━━━━━ Text block ━━━━━

Affirmative Action in Higher Education: What You Need to Know

What is affirmative action? 

In the United States, affirmative action is an effort to improve educational and employment opportunities for historically underrepresented groups including people of color, women, and individuals with disabilities. As more colleges and universities began to admit more students of color as part of a broader social reform movement in the 1960s and 1970s, these institutions shifted to race-conscious admissions, which considers race as one factor among many, to achieve greater diversity.

The future of affirmative action lies in the hands of the U.S. Supreme Court

The U.S. Supreme Court will soon decide on two affirmative action cases that could potentially alter the landscape of higher education. The plaintiff in both, Students for Fair Admissions, is challenging race-conscious admissions at Harvard University and the University of North Carolina.

When did it start?

In the United States, affirmative action was created by executive order and signed by President John F. Kennedy in 1961. It required that government employers not discriminate in hiring based on race, creed, color, or national origin. President Lyndon Johnson extended affirmative action to include women to the list of protected categories in 1967.

━━━━━

### Work instruction 1
Decide whether each statement below agrees with the affirmative action text above. Answer yes or no for each, and quote the deciding words from the text.
(a) President John F. Kennedy signed the executive order that created affirmative action in 1961.
(b) In 1967, President Lyndon Johnson extended affirmative action to cover individuals with disabilities.
(c) Students for Fair Admissions is the plaintiff in both cases before the U.S. Supreme Court.
### Work instruction 2
Please carry on the affirmative action text above, starting after its last sentence.

━━━━━ Given information ━━━━━

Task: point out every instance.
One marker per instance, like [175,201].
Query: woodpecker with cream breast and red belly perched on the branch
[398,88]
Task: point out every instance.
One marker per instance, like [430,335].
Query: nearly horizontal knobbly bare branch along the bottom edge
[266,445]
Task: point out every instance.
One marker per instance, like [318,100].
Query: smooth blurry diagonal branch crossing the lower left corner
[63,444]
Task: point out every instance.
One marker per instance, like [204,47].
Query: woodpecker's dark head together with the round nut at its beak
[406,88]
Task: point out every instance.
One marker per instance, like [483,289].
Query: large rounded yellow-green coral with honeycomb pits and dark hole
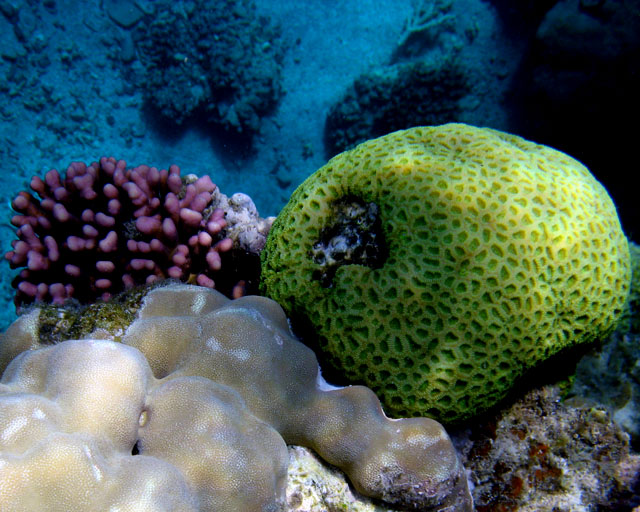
[437,264]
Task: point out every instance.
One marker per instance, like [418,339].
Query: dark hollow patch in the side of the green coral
[354,237]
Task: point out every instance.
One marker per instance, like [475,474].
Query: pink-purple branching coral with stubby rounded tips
[103,228]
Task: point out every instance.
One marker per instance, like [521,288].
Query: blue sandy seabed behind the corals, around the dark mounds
[66,93]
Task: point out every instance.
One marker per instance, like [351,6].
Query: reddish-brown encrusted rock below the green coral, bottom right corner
[545,455]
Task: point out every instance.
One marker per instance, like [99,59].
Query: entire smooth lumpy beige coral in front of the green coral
[194,405]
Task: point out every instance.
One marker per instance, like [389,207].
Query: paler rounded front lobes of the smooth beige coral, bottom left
[72,413]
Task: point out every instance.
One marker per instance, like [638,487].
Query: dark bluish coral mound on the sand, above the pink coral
[219,59]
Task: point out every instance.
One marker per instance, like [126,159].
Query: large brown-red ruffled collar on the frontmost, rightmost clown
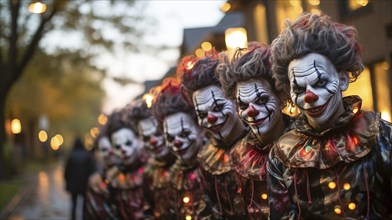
[351,137]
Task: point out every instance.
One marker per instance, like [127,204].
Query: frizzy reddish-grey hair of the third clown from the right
[201,74]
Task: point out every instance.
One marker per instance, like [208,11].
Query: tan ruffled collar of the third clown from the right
[215,156]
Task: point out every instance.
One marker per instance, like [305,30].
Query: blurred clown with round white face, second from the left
[128,189]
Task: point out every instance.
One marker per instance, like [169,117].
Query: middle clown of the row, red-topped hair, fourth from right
[184,138]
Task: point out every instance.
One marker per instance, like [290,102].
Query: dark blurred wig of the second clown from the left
[119,118]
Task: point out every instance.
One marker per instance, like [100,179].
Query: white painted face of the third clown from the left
[152,138]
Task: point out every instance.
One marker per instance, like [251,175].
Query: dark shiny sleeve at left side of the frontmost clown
[281,205]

━━━━━

### Response box 1
(a) Yes: "affirmative action was created by executive order and signed by President John F. Kennedy in 1961"
(b) No: "President Lyndon Johnson extended affirmative action to include women to the list of protected categories in 1967"
(c) Yes: "The plaintiff in both, Students for Fair Admissions"

### Response box 2
What’s at stake? 

The ability for colleges and universities to be equitable in creating their classes is at stake, as is maintaining the momentum for gaining greater access to higher education for marginalized students. If the court overturns affirmative action, students may not see a change in their application process, but colleges may have to change the way they diversify their applicant pools and the way they reach out to and recruit students.

For instance, many colleges attend college fairs specifically for students of color and visit high schools and cities with high concentrations of people of color to make the college admission process more accessible. While colleges may not be able to take race into consideration, they will continue to use holistic admission criteria. 

According to a brief Harvard filed before the Supreme Court, more than 40 percent of all universities and 60 percent of selective universities consider race in some form during their admissions processes. A ruling for the Students for Fair Admissions would have an immediate impact on students applying to colleges and universities. If race is a significant part of a student’s identity and lived experience, then they will not be able to write about it in their college essay.

Both Michigan and California have enacted laws that state schools cannot use race-conscious admissions. At first, there was a large drop in enrollment of students of color, and it took several years before the institutions were able to recoup some of those numbers due in part to changing the way they recruit prospective students. However, officials at Michigan’s schools say despite “extraordinary” recruiting efforts, enrollment among Black and Native American students has fallen by 44 percent and 90 percent, respectively, since 2006, when consideration of race was banned. UC still struggles to enroll a student body that is “sufficiently racially diverse” to obtain the educational benefits of diversity.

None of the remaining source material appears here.